He who controls the T-Energy, controls creation. And controlling creation naturally grants a wielder the ability to inflict (on the opposite side of this powerful coin) destruction. Therein lies the dichotomy of journeys available in Sacred 2: Fallen Angel -- the path of Light versus the path of Shadow.
Role-playing gamers are perhaps overly familiar with these two well-trodden paths, neither of them feeling anymore like the road less taken. Robert Frost would be nonplussed. But after all the choose-your-own-adventure options we’ve been enjoying in games like Oblivion, BioShock, and Mass Effect, not having the disjointed options would come off as a limiting oversight. These two paths don’t converge in Sacred 2 either, so you must decide from the onset whether you’re traversing the land of Ancaria to restore yin-yang to a world stricken off balance, or to tip those scales of power in your favor. There’s no room for ambiguity in Ancaria. You’re either for it, or against it.
During CDV Editors Day ’08, I enjoyed spoonfuls of a very tasty hands-on demo of German developer Ascaron’s healthy little baby. Although “little” becomes an obvious misnomer the moment you stare at the immense map, stretching across 22 square miles (35 square kilometers). This is boldly approaching half the size of World of Warcraft’s Azeroth, but remember: Sacred 2 isn’t an MMO, it’s a single-player action RPG.
----------
TASK REQUIREMENTS:
Write the next few paragraphs of the Sacred 2: Fallen Angel preview above, picking up after its last sentence.

(Region labeling items)
----------
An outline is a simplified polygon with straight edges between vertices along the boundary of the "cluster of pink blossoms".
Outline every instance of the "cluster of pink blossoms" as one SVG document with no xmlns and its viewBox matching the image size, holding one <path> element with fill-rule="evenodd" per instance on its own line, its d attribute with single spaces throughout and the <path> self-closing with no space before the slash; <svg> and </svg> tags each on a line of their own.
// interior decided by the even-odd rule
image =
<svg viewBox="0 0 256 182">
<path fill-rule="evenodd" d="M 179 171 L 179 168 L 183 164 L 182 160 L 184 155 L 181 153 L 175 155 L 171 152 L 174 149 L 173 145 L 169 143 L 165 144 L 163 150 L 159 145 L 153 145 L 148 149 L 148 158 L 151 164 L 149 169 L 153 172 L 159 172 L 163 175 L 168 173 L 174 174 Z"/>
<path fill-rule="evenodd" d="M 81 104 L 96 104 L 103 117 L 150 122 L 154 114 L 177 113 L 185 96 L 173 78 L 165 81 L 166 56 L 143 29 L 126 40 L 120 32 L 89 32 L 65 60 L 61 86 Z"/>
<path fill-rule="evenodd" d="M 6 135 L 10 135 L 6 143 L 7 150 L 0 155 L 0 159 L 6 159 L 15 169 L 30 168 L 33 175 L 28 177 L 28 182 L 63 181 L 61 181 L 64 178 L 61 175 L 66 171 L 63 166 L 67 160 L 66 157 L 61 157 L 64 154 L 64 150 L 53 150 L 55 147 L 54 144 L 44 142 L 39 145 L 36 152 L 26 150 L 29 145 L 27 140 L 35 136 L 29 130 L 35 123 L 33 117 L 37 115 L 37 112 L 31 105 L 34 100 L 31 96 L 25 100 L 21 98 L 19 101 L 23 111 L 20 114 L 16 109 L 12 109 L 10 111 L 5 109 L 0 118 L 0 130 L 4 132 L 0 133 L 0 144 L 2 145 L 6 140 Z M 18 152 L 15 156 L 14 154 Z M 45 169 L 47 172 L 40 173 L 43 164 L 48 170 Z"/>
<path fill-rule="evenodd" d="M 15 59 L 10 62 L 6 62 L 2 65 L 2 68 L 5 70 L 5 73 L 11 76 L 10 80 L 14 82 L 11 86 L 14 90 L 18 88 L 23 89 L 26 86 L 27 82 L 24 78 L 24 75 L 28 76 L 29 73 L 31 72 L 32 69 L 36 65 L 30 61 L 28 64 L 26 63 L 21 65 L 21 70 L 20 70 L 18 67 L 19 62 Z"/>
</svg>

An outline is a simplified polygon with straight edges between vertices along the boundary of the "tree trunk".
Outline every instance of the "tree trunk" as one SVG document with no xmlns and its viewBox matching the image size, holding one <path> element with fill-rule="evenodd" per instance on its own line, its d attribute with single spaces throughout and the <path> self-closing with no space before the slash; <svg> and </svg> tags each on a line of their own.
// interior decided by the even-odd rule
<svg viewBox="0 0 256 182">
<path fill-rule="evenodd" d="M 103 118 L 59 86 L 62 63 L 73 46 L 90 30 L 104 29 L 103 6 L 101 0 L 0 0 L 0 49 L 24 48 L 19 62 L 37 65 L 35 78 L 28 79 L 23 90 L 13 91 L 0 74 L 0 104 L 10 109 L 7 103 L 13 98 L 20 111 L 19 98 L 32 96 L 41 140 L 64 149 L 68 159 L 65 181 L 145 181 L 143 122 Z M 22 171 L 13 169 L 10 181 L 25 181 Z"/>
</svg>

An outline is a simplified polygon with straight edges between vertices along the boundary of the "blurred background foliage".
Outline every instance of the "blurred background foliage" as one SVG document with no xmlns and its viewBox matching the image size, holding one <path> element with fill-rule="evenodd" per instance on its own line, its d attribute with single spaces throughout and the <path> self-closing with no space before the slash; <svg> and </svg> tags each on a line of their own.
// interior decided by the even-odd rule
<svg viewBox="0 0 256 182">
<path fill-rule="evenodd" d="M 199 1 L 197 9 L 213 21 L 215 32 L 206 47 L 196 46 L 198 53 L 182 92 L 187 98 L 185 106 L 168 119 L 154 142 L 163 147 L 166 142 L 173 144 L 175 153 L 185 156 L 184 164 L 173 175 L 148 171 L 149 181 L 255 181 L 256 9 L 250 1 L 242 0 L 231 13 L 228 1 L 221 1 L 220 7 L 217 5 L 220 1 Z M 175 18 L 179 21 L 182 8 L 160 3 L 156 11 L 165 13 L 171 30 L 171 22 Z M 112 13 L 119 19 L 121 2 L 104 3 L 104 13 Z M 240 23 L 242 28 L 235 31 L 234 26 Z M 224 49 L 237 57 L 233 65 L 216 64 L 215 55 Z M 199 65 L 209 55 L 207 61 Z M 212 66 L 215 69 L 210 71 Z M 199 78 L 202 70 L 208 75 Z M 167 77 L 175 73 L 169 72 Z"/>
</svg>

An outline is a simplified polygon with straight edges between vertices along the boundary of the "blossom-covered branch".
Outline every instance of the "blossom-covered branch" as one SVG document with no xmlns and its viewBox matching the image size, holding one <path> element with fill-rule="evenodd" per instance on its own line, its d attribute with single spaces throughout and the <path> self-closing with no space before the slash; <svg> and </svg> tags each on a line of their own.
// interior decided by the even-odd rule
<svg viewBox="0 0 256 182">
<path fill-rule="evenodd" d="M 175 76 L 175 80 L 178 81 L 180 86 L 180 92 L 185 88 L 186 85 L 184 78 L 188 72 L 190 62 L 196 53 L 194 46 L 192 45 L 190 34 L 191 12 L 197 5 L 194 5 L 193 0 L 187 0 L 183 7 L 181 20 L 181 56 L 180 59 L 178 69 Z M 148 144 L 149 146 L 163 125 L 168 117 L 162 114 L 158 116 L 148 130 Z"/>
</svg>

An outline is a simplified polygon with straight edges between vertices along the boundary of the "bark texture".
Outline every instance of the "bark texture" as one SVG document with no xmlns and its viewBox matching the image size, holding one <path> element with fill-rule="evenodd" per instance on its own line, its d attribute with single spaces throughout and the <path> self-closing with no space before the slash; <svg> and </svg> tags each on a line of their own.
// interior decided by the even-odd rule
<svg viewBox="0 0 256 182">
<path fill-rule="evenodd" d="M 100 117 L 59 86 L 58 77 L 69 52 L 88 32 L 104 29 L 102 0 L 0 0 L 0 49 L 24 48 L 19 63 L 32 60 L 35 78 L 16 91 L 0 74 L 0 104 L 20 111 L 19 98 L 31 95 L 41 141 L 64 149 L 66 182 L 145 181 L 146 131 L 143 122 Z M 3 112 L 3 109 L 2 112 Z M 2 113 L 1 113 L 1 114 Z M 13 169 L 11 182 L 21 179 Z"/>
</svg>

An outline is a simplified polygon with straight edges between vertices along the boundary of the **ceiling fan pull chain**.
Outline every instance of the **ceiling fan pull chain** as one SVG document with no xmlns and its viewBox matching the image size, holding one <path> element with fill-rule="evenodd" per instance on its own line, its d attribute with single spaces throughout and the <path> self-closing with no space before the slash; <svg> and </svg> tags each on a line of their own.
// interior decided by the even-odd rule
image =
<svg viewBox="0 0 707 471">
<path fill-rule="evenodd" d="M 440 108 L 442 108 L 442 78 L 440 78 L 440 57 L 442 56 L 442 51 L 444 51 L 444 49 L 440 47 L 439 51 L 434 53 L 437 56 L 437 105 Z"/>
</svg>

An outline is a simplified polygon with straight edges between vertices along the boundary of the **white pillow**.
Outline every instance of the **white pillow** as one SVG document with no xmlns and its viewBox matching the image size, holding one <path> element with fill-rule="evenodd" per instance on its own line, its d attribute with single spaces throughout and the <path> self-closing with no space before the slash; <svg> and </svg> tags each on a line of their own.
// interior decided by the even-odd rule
----------
OUTPUT OF THE EXERCISE:
But “single-player” is also a tad misleading when up to 16 players (on the PC) can drop in and out throughout the course of my travels. In fact, Sacred 2 is heavily-geared towards seamless multiplayer interaction, allowing extra players to pop in and out on-the-fly, with monster populations and stats scaling up and down behind the scenes, playing up to its player-character competition. Sacred 2 is prepared to match any challenge you and 15 others can throw at it, allowing you to save your progress by any means necessary. Not only that, Ascaron is working feverishly to make ad hoc connections happen for online players. You might be sitting next to someone on an airplane, and be able to jump into a multiplayer match with them right then and there, as quickly and easily as other portable gaming devices like Nintendo DSes and Sony PSPs. We’ll see just how ironed-out this feature is by the time the game goes gold, or if they had to ultimately abandon this incredibly rare feature for RPG gamers.
The Xbox 360 and PlayStation 3 versions (trailing the PC’s release date by a couple months) shrink this small-form MMO action to a rate that consoles can readily handle -- due to “memory issues,” publisher CDV Quality Assurance Manager Mike Tata informs. The less beefy 360 and PS3 are limited to four-person multiplayer, with everybody restrained to holding hands on the same screen, Gauntlet-style, whereas the PC version will allow its cavalcade of players to roam wild and free across its canvas. While it would be ridiculous to have 16 players tethered to a single screen, a lot of time can be spent trying to pinpoint and catch up to one another on the PC.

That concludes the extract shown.